Problem to solve: Return each line of the material verbatim.

[Data entries]
------------------------------------------------------------------------

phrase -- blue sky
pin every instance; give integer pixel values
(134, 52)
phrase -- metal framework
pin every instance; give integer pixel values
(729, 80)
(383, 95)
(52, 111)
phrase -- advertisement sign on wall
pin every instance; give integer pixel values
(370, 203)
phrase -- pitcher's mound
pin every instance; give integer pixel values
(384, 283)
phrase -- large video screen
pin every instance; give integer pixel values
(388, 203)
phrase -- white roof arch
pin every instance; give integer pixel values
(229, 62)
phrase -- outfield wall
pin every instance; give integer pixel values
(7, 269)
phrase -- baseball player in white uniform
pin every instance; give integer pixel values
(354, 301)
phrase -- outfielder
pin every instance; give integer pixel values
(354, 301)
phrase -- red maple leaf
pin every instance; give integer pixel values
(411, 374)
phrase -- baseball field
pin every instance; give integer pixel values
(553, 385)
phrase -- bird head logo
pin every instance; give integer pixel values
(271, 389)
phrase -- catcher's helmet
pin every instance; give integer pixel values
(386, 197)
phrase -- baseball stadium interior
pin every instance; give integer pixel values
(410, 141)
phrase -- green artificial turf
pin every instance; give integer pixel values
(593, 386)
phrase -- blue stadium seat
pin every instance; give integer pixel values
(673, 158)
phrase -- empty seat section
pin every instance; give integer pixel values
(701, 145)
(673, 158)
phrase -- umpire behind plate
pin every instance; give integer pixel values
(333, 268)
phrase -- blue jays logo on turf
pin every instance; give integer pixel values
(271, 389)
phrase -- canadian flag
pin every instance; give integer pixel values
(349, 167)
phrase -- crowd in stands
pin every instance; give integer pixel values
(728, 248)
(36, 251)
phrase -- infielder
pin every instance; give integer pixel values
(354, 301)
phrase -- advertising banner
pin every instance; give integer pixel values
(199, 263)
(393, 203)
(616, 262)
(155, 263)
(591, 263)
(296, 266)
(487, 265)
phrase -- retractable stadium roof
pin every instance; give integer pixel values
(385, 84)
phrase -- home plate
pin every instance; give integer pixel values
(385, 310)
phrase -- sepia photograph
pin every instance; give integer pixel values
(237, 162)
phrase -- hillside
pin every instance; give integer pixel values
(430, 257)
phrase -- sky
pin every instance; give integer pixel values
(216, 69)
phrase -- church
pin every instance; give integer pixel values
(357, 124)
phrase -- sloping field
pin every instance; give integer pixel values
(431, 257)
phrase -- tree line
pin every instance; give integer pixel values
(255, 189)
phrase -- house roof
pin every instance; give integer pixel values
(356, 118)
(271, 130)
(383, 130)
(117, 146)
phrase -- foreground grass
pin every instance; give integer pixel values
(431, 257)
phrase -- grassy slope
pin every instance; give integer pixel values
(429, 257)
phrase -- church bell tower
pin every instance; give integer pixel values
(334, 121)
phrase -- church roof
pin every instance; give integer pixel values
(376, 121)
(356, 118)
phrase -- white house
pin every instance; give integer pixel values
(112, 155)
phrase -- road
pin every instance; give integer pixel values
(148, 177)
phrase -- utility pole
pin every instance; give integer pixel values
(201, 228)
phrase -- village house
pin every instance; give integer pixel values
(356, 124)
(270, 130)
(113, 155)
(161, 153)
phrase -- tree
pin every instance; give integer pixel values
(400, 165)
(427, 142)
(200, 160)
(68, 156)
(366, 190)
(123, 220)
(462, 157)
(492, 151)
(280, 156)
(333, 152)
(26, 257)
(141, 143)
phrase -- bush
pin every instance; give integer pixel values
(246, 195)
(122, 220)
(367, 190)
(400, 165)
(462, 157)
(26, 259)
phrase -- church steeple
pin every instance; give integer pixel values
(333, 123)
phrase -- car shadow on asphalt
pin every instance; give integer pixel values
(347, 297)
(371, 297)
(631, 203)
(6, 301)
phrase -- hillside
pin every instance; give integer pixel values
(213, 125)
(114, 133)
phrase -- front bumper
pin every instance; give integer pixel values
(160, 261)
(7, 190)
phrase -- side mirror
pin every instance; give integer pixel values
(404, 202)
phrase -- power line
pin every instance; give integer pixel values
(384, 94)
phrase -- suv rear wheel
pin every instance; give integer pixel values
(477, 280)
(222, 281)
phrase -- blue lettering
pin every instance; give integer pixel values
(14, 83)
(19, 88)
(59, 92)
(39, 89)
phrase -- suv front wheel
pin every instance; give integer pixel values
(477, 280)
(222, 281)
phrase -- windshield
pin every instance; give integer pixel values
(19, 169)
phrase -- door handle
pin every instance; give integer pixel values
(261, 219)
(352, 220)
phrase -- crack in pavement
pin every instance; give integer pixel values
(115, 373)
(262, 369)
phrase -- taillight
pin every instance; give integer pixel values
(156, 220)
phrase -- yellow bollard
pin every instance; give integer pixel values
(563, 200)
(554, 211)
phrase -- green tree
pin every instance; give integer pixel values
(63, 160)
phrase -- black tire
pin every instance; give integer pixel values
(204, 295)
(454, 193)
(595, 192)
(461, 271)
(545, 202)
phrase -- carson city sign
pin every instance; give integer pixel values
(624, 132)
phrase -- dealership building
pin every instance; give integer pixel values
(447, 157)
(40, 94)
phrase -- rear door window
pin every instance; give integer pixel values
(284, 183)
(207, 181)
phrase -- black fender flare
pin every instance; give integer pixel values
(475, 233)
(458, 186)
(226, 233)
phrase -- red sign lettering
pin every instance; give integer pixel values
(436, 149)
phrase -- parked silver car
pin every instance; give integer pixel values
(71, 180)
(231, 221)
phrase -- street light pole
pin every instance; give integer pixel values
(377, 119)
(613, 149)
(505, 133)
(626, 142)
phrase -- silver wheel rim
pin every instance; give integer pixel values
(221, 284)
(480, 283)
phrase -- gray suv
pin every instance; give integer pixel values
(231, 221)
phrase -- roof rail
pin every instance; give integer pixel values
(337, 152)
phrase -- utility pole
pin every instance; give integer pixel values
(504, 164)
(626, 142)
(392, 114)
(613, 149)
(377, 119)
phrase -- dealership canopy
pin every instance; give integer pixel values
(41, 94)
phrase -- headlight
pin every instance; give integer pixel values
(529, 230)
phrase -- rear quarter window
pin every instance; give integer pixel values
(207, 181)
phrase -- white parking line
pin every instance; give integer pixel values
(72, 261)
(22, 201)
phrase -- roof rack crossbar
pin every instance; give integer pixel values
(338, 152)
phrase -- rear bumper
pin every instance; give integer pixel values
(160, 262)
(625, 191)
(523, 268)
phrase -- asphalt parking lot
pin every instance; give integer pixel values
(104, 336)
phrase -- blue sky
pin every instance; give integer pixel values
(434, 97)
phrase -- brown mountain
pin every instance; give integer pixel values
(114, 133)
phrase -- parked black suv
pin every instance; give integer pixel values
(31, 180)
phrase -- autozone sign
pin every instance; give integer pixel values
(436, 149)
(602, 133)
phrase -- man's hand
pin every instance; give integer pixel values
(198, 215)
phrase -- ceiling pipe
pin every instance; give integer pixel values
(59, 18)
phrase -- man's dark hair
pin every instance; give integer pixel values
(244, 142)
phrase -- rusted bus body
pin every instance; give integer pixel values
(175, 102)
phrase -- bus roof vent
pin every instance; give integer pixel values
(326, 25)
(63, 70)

------------------------------------------------------------------------

Worked answer:
phrase -- blue sky
pin every instance; give integer pixel values
(134, 52)
phrase -- metal framework
pin every instance; give integer pixel values
(729, 80)
(383, 95)
(52, 111)
phrase -- advertisement sign on wall
pin every instance; give integer pixel values
(370, 203)
phrase -- pitcher's mound
pin every instance; give integer pixel values
(384, 283)
phrase -- large video screen
pin every instance; give integer pixel values
(388, 203)
phrase -- white roof arch
pin every instance; give integer pixel values
(229, 62)
phrase -- outfield wall
pin every instance; give integer pixel values
(7, 269)
phrase -- baseball player in white uniform
pin every instance; give integer pixel values
(354, 301)
phrase -- outfielder
pin every instance; give integer pixel values
(354, 301)
phrase -- red maple leaf
pin every instance; give integer pixel values
(411, 374)
phrase -- baseball field
pin every instance; give integer pixel values
(553, 385)
phrase -- bird head logo
pin every instance; give integer pixel values
(271, 389)
phrase -- catcher's helmet
pin every instance; give integer pixel values
(386, 197)
phrase -- baseball stadium interior
pin every instance; give integer pixel values
(410, 141)
phrase -- green artificial turf
pin every instance; give integer pixel values
(593, 386)
phrase -- blue stadium seat
pin every instance; give integer pixel values
(673, 158)
phrase -- empty seat section
pin every instance; give integer pixel values
(701, 145)
(673, 158)
phrase -- umpire behind plate
pin every instance; give integer pixel values
(333, 268)
phrase -- blue jays logo on turf
pin every instance; give integer pixel values
(271, 389)
phrase -- canadian flag
pin every instance; give integer pixel values
(349, 167)
phrase -- crowd in stands
pin every instance; give integer pixel values
(728, 248)
(36, 251)
phrase -- infielder
pin every instance; give integer pixel values
(354, 301)
phrase -- advertising banner
pin every instance; give integer pixel values
(199, 263)
(393, 203)
(616, 262)
(155, 263)
(591, 263)
(296, 266)
(487, 265)
phrase -- retractable stadium roof
pin every instance; give integer pixel values
(385, 84)
phrase -- home plate
pin every instance; give integer pixel values
(385, 310)
phrase -- sepia photograph
pin every instance; give integer pixel values
(237, 162)
phrase -- hillside
pin every instance; give integer pixel values
(430, 257)
phrase -- sky
pin every instance; give integer pixel values
(216, 69)
phrase -- church
pin every instance; give integer pixel values
(357, 124)
phrase -- sloping field
pin every instance; give integer pixel values
(431, 257)
phrase -- tree line
pin every instance; give integer pixel values
(255, 189)
phrase -- house roof
pin every instance; give integer pixel values
(356, 118)
(271, 130)
(383, 130)
(117, 146)
phrase -- foreground grass
pin every instance; give integer pixel values
(431, 257)
phrase -- grassy slope
pin every instance; give integer pixel values
(429, 257)
phrase -- church bell tower
pin every instance; give integer pixel values
(334, 121)
phrase -- church roof
pin every instance; give integer pixel values
(376, 121)
(356, 118)
phrase -- white house
pin every instance; give integer pixel values
(112, 155)
phrase -- road
pin every instance; give integer pixel values
(148, 177)
phrase -- utility pole
pin every instance; give integer pixel values
(201, 228)
phrase -- village house
pin every instance; give integer pixel values
(356, 124)
(270, 130)
(113, 155)
(161, 153)
phrase -- tree
pin every instance; give integer pixel values
(400, 165)
(427, 142)
(200, 160)
(68, 156)
(366, 190)
(123, 220)
(462, 157)
(492, 151)
(280, 156)
(333, 152)
(26, 257)
(141, 143)
phrase -- bush
pin every instance; give integer pixel values
(246, 195)
(122, 220)
(367, 190)
(400, 165)
(462, 157)
(26, 259)
phrase -- church steeple
pin every instance; give integer pixel values
(333, 123)
phrase -- car shadow on asphalt
pin every instance; give integer pixel values
(347, 297)
(371, 297)
(631, 203)
(6, 301)
phrase -- hillside
pin every instance; give integer pixel values
(213, 125)
(114, 133)
phrase -- front bumper
pin every instance; give integer pixel values
(160, 261)
(7, 190)
phrase -- side mirror
pin every instance; give integer pixel values
(404, 202)
phrase -- power line
pin every instance; give integer pixel values
(384, 94)
phrase -- suv rear wheel
pin every instance; give integer pixel values
(477, 280)
(222, 281)
phrase -- blue lettering
pin every instance; give integer pixel values
(14, 83)
(19, 88)
(59, 92)
(39, 89)
phrase -- suv front wheel
pin every instance; give integer pixel values
(477, 280)
(222, 281)
phrase -- windshield
pin every instance; give integer pixel values
(19, 169)
phrase -- door handle
pin every instance; give integer pixel values
(261, 219)
(352, 220)
phrase -- crack in pavement
pin every instance; give integer pixel values
(115, 373)
(262, 369)
phrase -- taillight
pin every instance; give integer pixel values
(156, 220)
phrase -- yellow bollard
pin every instance; give integer pixel values
(563, 200)
(554, 211)
phrase -- green tree
pin every instance; give integer pixel values
(63, 160)
phrase -- black tire
pin every instance; give integer pixel values
(204, 295)
(454, 193)
(595, 192)
(461, 271)
(545, 202)
phrase -- carson city sign
pin every instance; give integer pixel values
(624, 132)
phrase -- dealership building
pin every instance; give integer pixel values
(447, 157)
(40, 94)
phrase -- rear door window
pin every instance; give integer pixel values
(284, 183)
(207, 181)
phrase -- black fender flare
pin every instance; give integer pixel values
(475, 233)
(458, 186)
(226, 233)
phrase -- red sign lettering
pin every instance; give integer pixel values
(436, 149)
phrase -- parked silver car
pin every instance; give integer pixel values
(71, 180)
(231, 221)
phrase -- street light pole
pin every instance; give integer pixel values
(377, 119)
(613, 149)
(505, 133)
(626, 142)
phrase -- silver wheel rim
pin every instance; give integer pixel values
(221, 284)
(480, 283)
phrase -- gray suv
pin every instance; give integer pixel values
(231, 221)
phrase -- roof rail
pin every instance; give integer pixel values
(337, 152)
phrase -- utility pole
pin every instance; give integer pixel values
(504, 164)
(626, 142)
(392, 114)
(613, 149)
(377, 119)
phrase -- dealership canopy
pin every instance; give integer pixel values
(41, 94)
phrase -- headlight
pin every instance; give integer pixel values
(529, 230)
phrase -- rear quarter window
pin every instance; give integer pixel values
(207, 181)
phrase -- white parking line
pin every instance; give integer pixel values
(72, 261)
(22, 201)
phrase -- roof rack crossbar
pin every instance; give integer pixel values
(338, 152)
phrase -- rear bumper
pin every instance; give integer pixel values
(160, 262)
(625, 191)
(523, 268)
phrase -- asphalt parking lot
pin every instance; give integer pixel values
(104, 336)
phrase -- blue sky
pin every instance; give integer pixel values
(434, 97)
phrase -- brown mountain
pin every instance; give integer pixel values
(114, 133)
phrase -- parked black suv
pin every instance; give integer pixel values
(31, 180)
phrase -- autozone sign
pin every instance; give integer pixel values
(436, 149)
(602, 133)
phrase -- man's hand
pin every instance; give integer pixel values
(198, 215)
phrase -- ceiling pipe
pin every instance; give integer pixel values
(59, 18)
phrase -- man's dark hair
pin every instance; give integer pixel values
(244, 142)
phrase -- rusted bus body
pin every instance; give integer pixel values
(175, 102)
phrase -- bus roof vent
pin every instance; give integer pixel values
(326, 25)
(63, 70)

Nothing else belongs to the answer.